## SUPPLIED TEXT
A MIDI player provides the data stream corresponding to a MIDI file to a sound module containing one or more note generators. A MIDI file provides instructions for producing sound for different channels, and each channel is mapped or assigned to one instrument. The sound module can produce the sound of a single voice or a sound having a single timbre (i.e. e.g. a particular kind of conventional instrument such as a violin or a trumpet, or a wholly imaginary instrument) or can produce the sound of several different voices or timbres at the same time (e.g. to the sound made by two different people singing the same notes at the same time, or a violin and a trumpet playing the same notes at the same time, or an electronic piano instrument that is commonly implemented using two layered voices that are slightly de-tuned, producing desired aesthetic tone modulation effects).
The terminology in connection with MIDI technology is such that a “note” is, or corresponds to, a “sound,” which may be produced by one or more “voices” each having a unique (and different) “timbre” (which is e.g. what sets apart the different sounds of middle C played on different instruments, appropriately transposed). Notes in a MIDI file are indicated by predetermined numbers, and different notes in a MIDI file for other than percussion instruments correspond to different musical notes, whereas for different notes for percussion correspond to (the one and only sound played by respective) different percussion instruments (bass drum vs. cymbal vs. bongo, and so on). A MIDI file can specify that at a particular point in time, instead of just one note (monophonic) of one particular timbre (monotimbral) being played (i.e. of one particular voice, such as e.g. the “voice” of a violin), several different notes (polyphonic) are to be played, each possibly using a different timbre (multitimbral).

## PROMPT
Reproduce the MIDI passage word for word, starting at "A MIDI player" and ending at "tone modulation effects).". Work from the MIDI passage alone.

Entries labeling object positions
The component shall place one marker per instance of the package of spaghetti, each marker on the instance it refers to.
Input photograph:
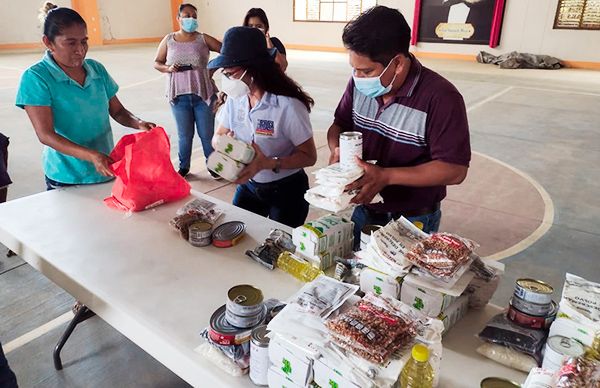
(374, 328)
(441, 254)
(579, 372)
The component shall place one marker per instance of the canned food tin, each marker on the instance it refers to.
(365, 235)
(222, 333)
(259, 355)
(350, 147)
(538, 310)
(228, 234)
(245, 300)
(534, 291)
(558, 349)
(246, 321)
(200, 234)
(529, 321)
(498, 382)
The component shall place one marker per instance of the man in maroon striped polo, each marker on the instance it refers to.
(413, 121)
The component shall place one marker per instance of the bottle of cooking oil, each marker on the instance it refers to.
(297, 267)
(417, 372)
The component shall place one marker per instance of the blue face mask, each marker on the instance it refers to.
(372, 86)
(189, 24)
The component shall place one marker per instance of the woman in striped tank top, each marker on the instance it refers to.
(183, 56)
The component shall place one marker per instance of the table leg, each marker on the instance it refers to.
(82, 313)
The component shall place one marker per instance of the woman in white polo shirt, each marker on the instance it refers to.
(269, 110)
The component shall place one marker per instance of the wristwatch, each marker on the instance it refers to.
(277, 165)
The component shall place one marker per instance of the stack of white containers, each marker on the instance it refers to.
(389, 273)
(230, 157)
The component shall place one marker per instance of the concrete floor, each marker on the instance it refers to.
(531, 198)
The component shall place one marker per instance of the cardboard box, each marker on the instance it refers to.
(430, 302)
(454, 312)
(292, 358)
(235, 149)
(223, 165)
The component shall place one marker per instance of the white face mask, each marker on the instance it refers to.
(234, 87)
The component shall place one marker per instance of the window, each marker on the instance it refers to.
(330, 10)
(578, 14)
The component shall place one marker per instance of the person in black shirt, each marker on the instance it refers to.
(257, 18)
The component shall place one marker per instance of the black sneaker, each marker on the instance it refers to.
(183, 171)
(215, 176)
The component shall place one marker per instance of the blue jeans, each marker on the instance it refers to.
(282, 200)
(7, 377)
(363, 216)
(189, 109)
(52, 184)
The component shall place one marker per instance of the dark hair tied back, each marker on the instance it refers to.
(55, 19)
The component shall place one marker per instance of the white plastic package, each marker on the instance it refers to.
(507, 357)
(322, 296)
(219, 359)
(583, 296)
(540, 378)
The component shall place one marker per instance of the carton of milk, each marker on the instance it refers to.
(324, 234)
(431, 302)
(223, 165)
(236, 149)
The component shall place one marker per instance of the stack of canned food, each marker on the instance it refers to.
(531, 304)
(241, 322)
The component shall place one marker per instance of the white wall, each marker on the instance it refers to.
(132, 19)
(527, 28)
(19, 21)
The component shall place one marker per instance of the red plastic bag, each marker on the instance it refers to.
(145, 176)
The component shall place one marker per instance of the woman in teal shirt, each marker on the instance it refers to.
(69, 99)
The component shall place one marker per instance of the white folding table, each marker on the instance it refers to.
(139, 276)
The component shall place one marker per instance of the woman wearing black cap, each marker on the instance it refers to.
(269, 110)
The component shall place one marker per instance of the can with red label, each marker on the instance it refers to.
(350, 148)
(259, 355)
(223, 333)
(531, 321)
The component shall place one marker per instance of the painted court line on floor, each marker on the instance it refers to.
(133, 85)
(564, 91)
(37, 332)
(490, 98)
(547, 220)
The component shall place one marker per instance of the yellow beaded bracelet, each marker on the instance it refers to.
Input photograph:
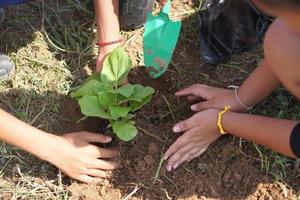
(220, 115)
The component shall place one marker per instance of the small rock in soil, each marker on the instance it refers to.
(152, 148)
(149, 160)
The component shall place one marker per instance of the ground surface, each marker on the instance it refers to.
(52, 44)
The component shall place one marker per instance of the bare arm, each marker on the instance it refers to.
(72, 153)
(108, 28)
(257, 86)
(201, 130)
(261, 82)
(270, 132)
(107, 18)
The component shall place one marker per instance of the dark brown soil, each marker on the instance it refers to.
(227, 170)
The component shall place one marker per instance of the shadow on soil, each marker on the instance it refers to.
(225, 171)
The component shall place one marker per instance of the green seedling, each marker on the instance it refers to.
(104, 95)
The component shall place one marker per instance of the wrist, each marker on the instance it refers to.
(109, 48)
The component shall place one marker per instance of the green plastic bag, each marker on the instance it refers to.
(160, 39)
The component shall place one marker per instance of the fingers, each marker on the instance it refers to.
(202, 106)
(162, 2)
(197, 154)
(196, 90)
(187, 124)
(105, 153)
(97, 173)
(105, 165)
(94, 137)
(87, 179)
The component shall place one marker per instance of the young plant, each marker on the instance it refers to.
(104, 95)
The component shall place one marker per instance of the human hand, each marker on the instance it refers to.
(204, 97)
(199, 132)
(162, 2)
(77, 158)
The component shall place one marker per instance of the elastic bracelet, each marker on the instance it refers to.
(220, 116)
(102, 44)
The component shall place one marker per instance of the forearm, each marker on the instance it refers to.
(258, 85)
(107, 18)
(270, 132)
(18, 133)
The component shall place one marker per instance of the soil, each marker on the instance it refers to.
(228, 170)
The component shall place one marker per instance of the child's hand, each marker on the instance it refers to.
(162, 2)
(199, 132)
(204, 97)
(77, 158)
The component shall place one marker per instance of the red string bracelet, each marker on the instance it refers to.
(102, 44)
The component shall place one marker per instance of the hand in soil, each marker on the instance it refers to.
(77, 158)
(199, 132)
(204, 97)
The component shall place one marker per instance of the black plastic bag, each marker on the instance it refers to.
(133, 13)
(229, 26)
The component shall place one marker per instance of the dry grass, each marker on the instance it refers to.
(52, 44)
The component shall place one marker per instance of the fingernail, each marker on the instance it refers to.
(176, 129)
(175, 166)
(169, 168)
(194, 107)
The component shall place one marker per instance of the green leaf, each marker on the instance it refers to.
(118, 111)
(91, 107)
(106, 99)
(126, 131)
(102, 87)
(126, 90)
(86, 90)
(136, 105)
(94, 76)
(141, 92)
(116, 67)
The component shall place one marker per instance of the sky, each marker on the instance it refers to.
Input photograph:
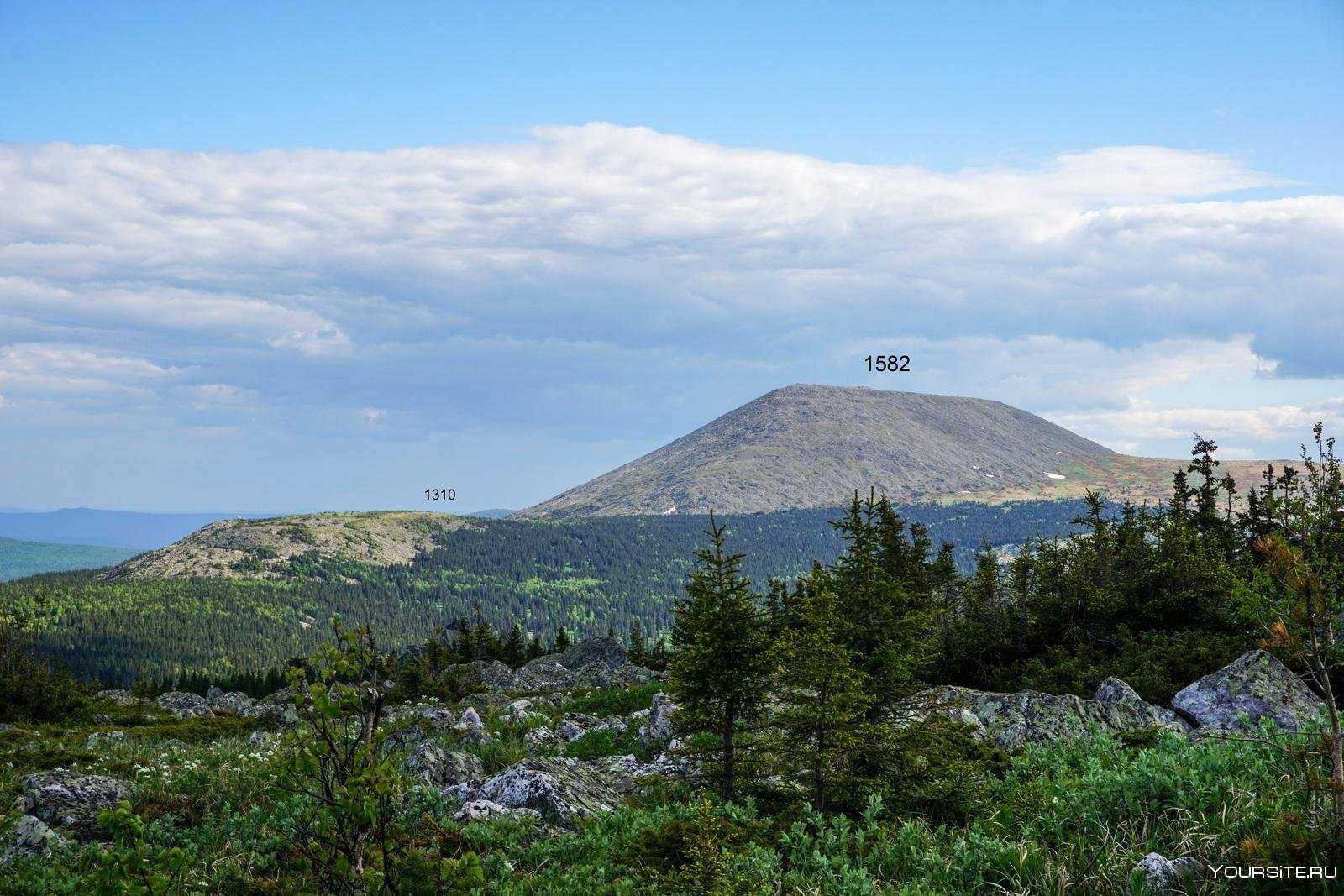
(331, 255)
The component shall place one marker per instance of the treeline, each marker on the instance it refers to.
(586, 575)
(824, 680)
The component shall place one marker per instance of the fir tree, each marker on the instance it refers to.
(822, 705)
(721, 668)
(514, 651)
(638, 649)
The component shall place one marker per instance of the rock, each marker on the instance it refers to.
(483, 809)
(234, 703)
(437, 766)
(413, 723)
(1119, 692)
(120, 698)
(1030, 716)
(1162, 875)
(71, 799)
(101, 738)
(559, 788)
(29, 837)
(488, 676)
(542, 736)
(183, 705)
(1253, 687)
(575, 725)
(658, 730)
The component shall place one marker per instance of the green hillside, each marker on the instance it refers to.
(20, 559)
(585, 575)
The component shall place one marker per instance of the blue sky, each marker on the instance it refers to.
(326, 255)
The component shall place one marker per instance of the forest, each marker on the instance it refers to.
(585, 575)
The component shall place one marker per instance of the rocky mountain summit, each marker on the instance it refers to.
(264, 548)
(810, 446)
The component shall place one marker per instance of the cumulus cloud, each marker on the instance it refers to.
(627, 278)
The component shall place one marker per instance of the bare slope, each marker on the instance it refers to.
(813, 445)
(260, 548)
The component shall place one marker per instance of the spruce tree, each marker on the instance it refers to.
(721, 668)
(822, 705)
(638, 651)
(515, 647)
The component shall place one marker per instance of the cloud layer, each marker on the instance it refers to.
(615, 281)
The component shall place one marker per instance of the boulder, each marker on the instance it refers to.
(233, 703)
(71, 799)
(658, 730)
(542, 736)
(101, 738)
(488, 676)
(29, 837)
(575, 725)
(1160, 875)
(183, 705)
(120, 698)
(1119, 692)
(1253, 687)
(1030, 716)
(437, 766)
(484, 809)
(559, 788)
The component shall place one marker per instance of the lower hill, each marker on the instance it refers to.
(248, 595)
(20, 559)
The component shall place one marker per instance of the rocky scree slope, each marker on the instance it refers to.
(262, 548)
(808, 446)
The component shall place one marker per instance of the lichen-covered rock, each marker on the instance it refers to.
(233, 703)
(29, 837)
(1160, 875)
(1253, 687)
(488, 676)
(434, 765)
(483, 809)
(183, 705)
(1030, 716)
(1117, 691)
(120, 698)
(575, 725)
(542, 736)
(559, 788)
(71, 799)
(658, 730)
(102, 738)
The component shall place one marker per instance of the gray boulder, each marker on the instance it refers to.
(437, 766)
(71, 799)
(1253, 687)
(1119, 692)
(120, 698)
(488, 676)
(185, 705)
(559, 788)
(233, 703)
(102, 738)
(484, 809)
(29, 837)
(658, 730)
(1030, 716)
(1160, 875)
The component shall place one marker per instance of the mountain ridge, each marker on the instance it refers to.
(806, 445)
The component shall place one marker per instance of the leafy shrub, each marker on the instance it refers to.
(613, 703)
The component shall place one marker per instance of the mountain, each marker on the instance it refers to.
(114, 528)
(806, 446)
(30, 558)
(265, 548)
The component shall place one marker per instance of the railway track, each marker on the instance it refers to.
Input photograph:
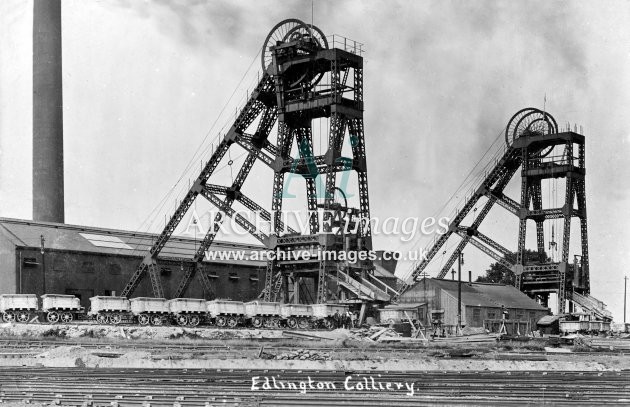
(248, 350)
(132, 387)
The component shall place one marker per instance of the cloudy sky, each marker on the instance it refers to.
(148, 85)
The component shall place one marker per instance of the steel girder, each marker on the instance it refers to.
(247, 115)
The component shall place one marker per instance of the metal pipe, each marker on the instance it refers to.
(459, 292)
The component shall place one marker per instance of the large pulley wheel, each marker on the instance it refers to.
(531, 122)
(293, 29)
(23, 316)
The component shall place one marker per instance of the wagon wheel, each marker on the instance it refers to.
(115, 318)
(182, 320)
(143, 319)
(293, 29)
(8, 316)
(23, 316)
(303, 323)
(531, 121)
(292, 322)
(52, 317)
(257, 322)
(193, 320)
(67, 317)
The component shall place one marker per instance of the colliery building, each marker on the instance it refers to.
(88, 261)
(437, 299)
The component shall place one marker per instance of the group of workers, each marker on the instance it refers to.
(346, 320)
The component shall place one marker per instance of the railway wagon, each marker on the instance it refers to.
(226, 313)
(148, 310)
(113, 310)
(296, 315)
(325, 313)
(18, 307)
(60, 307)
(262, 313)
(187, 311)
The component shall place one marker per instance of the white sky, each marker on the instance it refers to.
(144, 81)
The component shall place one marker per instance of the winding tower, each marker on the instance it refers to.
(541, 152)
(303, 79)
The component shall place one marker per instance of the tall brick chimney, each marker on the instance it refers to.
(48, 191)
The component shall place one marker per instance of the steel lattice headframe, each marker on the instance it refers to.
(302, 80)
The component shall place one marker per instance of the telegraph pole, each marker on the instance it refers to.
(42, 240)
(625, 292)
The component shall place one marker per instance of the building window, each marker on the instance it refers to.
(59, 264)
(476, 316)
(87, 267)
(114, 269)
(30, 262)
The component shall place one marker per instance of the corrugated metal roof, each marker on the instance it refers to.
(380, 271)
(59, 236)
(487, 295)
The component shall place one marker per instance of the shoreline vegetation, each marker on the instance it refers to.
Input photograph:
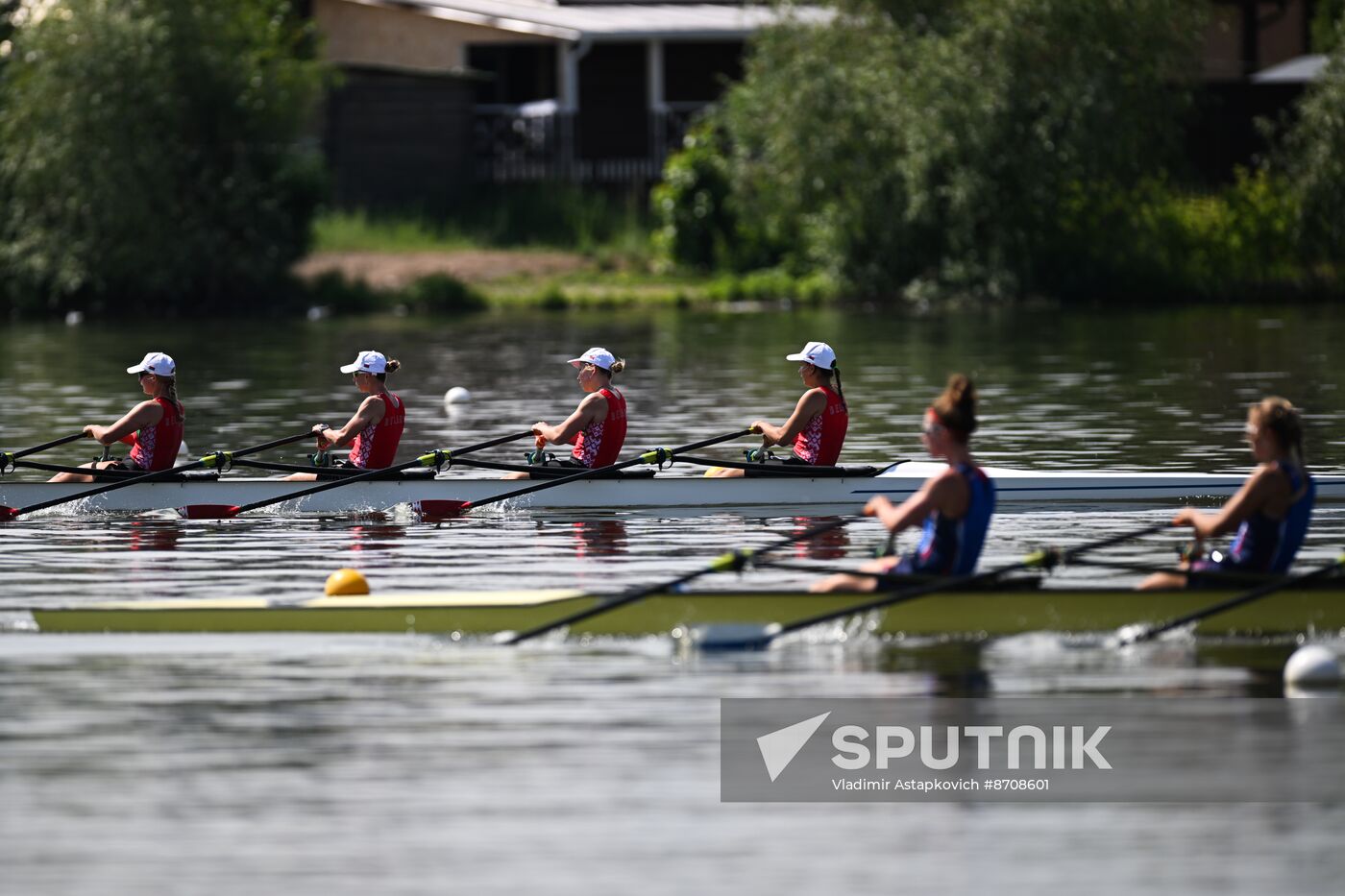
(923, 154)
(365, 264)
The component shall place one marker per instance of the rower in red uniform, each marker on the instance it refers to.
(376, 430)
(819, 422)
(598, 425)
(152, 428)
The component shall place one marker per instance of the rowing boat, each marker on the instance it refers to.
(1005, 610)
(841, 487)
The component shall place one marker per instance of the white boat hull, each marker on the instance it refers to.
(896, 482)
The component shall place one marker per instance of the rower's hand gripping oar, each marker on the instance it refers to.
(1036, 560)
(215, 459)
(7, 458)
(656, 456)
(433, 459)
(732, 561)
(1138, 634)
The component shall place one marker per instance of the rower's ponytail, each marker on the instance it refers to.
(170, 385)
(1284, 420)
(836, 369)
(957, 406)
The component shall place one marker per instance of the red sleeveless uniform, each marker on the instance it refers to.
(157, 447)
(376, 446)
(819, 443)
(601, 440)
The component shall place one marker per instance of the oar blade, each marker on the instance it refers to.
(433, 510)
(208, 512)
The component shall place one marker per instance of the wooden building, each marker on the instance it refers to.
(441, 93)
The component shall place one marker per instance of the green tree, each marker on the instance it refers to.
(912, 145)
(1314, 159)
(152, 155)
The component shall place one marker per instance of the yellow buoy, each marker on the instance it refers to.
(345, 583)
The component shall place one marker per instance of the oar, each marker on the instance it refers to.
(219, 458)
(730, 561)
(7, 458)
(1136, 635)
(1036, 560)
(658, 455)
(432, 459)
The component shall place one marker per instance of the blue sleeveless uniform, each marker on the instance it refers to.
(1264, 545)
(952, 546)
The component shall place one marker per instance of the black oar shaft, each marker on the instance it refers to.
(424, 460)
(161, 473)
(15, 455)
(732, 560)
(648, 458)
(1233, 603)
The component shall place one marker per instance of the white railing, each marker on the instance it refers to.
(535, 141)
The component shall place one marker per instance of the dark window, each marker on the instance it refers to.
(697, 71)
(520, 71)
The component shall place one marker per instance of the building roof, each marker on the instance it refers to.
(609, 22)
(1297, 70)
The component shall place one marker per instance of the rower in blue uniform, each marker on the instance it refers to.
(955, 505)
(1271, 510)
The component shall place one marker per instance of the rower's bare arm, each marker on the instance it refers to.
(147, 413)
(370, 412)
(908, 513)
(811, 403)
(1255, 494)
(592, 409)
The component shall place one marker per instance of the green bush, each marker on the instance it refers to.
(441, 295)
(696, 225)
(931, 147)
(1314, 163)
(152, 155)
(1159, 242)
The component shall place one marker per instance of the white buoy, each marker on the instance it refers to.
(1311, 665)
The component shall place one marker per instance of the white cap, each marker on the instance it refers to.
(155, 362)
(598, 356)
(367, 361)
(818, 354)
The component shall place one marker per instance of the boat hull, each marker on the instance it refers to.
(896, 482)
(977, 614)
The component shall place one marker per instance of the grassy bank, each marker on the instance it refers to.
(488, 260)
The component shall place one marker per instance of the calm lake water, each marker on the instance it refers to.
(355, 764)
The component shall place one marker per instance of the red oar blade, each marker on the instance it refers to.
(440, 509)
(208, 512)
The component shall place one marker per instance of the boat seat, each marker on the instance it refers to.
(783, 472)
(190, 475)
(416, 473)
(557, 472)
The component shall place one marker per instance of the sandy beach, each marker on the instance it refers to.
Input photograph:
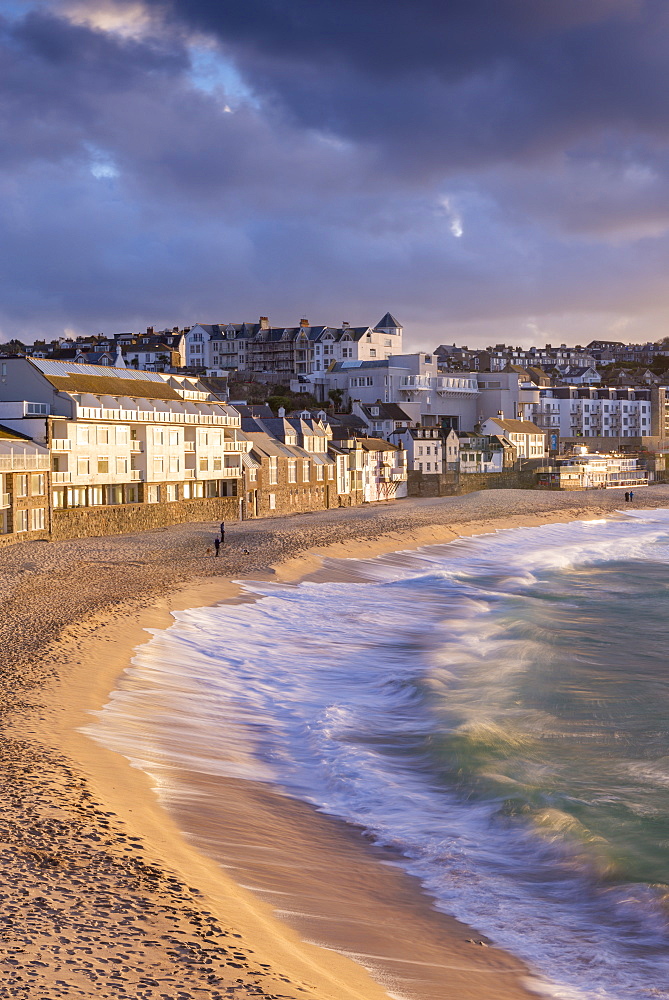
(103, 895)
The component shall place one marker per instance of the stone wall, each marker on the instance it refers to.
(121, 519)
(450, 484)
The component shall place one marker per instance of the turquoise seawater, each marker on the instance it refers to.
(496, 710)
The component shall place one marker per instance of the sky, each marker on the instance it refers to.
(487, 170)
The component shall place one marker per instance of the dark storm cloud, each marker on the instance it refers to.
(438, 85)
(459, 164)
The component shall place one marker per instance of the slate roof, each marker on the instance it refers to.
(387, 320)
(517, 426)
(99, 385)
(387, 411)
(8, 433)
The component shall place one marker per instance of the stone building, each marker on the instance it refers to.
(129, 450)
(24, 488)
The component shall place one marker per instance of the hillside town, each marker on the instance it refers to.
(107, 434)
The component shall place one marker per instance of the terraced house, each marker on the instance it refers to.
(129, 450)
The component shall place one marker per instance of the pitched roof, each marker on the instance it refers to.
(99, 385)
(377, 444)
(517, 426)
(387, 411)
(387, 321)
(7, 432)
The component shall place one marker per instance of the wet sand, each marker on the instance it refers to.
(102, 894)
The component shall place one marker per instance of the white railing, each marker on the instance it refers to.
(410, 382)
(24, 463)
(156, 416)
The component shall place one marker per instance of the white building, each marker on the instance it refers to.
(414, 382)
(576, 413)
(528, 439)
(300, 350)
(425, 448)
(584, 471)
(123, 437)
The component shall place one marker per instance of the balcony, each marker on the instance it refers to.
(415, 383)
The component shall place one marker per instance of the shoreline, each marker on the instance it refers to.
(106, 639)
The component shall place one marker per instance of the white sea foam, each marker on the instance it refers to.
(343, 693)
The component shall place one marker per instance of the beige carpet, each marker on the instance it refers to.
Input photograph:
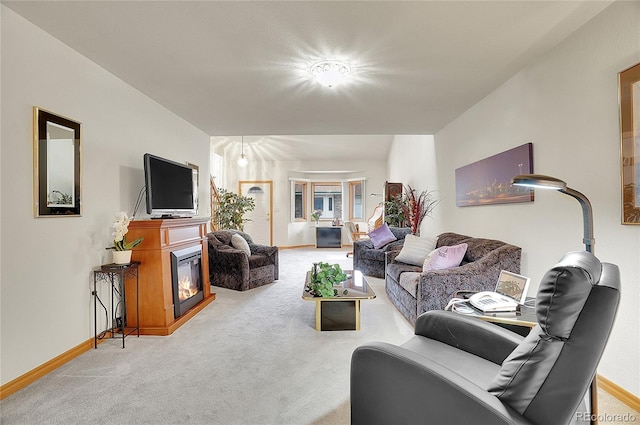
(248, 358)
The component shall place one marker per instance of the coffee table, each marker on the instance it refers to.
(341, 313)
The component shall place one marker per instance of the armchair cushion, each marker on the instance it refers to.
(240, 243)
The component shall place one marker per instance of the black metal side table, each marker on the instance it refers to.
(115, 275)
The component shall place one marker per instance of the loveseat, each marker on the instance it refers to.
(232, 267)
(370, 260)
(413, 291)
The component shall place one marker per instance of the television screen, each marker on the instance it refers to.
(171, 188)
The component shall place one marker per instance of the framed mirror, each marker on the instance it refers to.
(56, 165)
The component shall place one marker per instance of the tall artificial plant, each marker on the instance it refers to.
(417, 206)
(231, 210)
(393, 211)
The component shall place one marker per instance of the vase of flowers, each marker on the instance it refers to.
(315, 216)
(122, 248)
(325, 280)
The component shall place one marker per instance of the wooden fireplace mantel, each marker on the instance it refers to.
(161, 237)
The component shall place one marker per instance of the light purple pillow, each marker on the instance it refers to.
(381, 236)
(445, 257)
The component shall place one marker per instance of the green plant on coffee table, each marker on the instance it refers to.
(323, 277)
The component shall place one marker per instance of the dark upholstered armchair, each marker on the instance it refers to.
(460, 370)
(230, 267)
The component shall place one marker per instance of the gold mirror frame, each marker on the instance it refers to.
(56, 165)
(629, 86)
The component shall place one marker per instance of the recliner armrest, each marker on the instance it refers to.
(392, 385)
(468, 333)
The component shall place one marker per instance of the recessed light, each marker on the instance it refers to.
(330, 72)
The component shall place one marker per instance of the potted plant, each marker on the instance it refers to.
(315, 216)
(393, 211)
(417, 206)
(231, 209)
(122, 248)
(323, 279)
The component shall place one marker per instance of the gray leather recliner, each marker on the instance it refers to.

## ANSWER BELOW
A MIDI player provides the data stream corresponding to a MIDI file to a sound module containing one or more note generators. A MIDI file provides instructions for producing sound for different channels, and each channel is mapped or assigned to one instrument. The sound module can produce the sound of a single voice or a sound having a single timbre (i.e. e.g. a particular kind of conventional instrument such as a violin or a trumpet, or a wholly imaginary instrument) or can produce the sound of several different voices or timbres at the same time (e.g. to the sound made by two different people singing the same notes at the same time, or a violin and a trumpet playing the same notes at the same time, or an electronic piano instrument that is commonly implemented using two layered voices that are slightly de-tuned, producing desired aesthetic tone modulation effects).